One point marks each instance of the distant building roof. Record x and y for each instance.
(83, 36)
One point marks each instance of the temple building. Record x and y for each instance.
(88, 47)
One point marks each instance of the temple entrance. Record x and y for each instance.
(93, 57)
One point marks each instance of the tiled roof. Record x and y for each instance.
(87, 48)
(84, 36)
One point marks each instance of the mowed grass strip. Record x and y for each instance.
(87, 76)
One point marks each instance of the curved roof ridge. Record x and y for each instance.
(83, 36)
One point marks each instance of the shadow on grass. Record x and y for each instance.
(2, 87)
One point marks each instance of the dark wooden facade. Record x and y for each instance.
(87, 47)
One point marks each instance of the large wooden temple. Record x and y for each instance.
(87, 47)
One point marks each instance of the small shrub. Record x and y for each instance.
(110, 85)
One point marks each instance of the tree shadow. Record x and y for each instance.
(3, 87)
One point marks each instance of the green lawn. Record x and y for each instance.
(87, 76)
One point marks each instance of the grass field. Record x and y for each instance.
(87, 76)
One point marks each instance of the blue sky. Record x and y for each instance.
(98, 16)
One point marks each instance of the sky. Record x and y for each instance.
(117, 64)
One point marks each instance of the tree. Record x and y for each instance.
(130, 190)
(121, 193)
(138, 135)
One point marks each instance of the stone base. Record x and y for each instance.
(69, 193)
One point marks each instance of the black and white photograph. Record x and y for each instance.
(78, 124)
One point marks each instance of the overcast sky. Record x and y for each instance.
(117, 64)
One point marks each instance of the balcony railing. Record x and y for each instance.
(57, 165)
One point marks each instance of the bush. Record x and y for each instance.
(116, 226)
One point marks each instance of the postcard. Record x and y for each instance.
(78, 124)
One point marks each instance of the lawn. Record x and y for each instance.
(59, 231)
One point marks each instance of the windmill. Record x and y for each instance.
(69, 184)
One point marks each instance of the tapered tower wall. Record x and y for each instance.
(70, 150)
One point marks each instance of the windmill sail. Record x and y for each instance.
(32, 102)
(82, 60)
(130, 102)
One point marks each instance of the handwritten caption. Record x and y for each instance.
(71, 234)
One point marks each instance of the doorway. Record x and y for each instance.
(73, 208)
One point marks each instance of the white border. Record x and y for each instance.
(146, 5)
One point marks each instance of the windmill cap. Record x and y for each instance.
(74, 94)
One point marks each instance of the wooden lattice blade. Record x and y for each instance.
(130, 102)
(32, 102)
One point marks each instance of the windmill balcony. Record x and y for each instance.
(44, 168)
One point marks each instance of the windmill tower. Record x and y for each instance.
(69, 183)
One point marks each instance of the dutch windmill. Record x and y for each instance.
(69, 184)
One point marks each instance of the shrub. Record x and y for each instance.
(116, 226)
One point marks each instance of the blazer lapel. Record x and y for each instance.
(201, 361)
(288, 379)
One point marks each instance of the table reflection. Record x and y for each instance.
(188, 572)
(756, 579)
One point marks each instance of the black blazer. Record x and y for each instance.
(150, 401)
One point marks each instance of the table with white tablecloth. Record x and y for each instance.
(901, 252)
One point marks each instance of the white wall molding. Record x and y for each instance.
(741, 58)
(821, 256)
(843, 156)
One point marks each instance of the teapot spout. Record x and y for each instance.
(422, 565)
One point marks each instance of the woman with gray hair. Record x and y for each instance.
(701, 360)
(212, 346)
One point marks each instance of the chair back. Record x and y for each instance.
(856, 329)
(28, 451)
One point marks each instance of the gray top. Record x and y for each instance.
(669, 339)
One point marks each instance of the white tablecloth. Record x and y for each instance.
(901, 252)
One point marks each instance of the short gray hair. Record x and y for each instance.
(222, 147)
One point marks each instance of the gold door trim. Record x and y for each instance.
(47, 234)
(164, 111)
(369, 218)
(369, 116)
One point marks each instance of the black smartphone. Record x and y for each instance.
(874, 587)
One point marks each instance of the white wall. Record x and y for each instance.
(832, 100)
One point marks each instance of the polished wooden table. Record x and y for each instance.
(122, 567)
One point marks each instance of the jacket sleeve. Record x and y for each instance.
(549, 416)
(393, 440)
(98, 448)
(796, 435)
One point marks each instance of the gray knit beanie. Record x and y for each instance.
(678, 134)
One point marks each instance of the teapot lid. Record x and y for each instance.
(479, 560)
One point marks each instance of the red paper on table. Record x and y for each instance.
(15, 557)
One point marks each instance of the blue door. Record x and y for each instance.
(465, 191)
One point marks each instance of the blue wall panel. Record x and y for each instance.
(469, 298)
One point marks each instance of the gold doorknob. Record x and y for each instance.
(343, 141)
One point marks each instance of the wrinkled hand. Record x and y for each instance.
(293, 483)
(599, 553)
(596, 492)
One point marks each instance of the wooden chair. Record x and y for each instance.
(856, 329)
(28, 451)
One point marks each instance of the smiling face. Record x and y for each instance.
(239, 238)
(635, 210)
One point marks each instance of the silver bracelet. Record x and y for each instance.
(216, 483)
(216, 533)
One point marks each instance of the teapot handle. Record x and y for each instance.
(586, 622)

--------------------

* **Short task**:
Copy all of the items above word for word, changing nothing.

* **Written response**:
One point marks each instance of the distant building roof. Record x and y for each instance.
(83, 36)
One point marks each instance of the temple building. Record x and y for each instance.
(88, 47)
One point marks each instance of the temple entrance. Record x and y for each instance.
(93, 57)
One point marks each instance of the tiled roof. Record x and y for each instance.
(87, 48)
(84, 36)
One point marks each instance of the mowed grass strip. Record x and y for each instance.
(87, 76)
One point marks each instance of the curved roof ridge. Record x and y for each instance.
(83, 36)
One point marks each instance of the shadow on grass. Record x and y for each instance.
(2, 87)
One point marks each instance of the dark wooden facade. Record x and y for each instance.
(87, 47)
One point marks each instance of the large wooden temple. Record x and y for each instance.
(87, 47)
One point marks each instance of the small shrub. Record x and y for each instance.
(110, 85)
One point marks each instance of the tree shadow. Record x and y for each instance.
(3, 87)
One point marks each instance of the green lawn. Record x and y for each instance.
(87, 76)
One point marks each instance of the grass field. Record x and y for each instance.
(87, 76)
One point marks each instance of the blue sky. Record x and y for each instance.
(98, 16)
One point marks each instance of the sky. Record x and y for each instance.
(117, 64)
One point marks each instance of the tree. Record x and y for each instance.
(130, 190)
(121, 193)
(138, 135)
One point marks each instance of the stone base. Record x and y for each instance.
(69, 193)
One point marks each instance of the black and white photograph. Record x and y for each instance.
(78, 124)
One point marks each instance of the overcast sky. Record x and y for each instance.
(117, 64)
One point marks each instance of the balcony railing. Record x and y for each instance.
(57, 165)
One point marks each instance of the bush. Record x and y for each instance.
(116, 226)
One point marks each instance of the postcard. Record x and y for each instance.
(78, 124)
One point marks each instance of the lawn. Record x and y for each instance.
(59, 231)
One point marks each instance of the windmill. Record x and y for each instance.
(69, 184)
One point marks each instance of the tapered tower wall. Record x and y for each instance.
(70, 150)
One point marks each instance of the windmill sail. Record x and y for each instance.
(32, 102)
(82, 60)
(130, 102)
One point marks each instance of the handwritten caption. Record x and y for each instance.
(71, 234)
One point marks each instance of the doorway. Record x and y for each instance.
(73, 208)
One point marks each instance of the white border. Record x and y for each instance.
(146, 5)
One point marks each instance of the windmill cap. Record x and y for each instance.
(74, 94)
One point marks each instance of the wooden lattice blade. Record x and y for each instance.
(130, 102)
(32, 102)
One point marks each instance of the windmill balcony. Record x and y for each instance.
(44, 168)
One point marks each instance of the windmill tower. Record x and y for each instance.
(69, 183)
One point marks each instance of the dutch windmill. Record x and y for each instance.
(69, 184)
One point marks each instance of the shrub. Record x and y for each instance.
(116, 226)
One point marks each instance of the blazer lapel. Record x and y for each instance.
(201, 361)
(288, 379)
One point marks each instance of the table reflection. Record x and y for each instance.
(188, 572)
(756, 579)
One point marks each instance of the black blazer. Record x and y for each instance.
(150, 401)
One point marks each instance of the table with white tablecloth. Record x and y for each instance.
(901, 252)
One point marks each instance of the white wall molding. Record x and y for each instance.
(741, 58)
(821, 256)
(843, 156)
One point marks each instance of the teapot spout. Record x and y for each instance.
(422, 565)
One point marks each instance of the woman with gray hair. Record x and y for each instance.
(701, 360)
(212, 346)
One point marks each instance of the chair back. Record x and y for each instance.
(856, 329)
(28, 451)
One point marks each instance of the gray top. Record x and y for each instance.
(669, 339)
One point marks each instance of the white tablecloth. Record x and y for each instance.
(901, 252)
One point marks each instance of the short gray hair. Record x and y for each instance.
(222, 147)
One point marks each instance of the gold door trim. Record x and y for each instance.
(47, 234)
(164, 111)
(369, 218)
(369, 116)
One point marks each instance of the black smartphone. Record x and y for each instance.
(874, 587)
One point marks each instance of the white wall. Record x and y for each instance.
(832, 100)
One point marks each instance of the polished wooden table. Record x and y for each instance.
(122, 567)
One point marks each instance of the jacket sleeve. Record x and y for each instance.
(549, 416)
(393, 440)
(98, 448)
(796, 435)
One point marks each instance of the gray knit beanie. Record x and y for each instance.
(678, 134)
One point marks each instance of the teapot lid. Record x and y for each instance.
(479, 560)
One point marks each instance of the red paper on table. Record x and y for each instance.
(15, 557)
One point marks each instance of the blue door. Record x and y for each instance.
(465, 191)
One point marks each instance of the blue wall panel. Record x and y for each instance.
(469, 298)
One point marks each instance of the gold doorknob. Record x and y for each instance.
(343, 141)
One point marks each instance of the wrinkled hand. Record x and y for each instance.
(293, 483)
(599, 553)
(596, 492)
One point marks each instance of the wooden chair. Record x and y for each instance.
(856, 329)
(28, 451)
One point marks each instance of the smiling face. Record x and y for each instance.
(239, 238)
(635, 210)
One point marks each instance of the silver bracelet. Record x and y for each instance.
(216, 483)
(216, 533)
One point marks each instance of the teapot handle. Record x and y for each instance.
(586, 622)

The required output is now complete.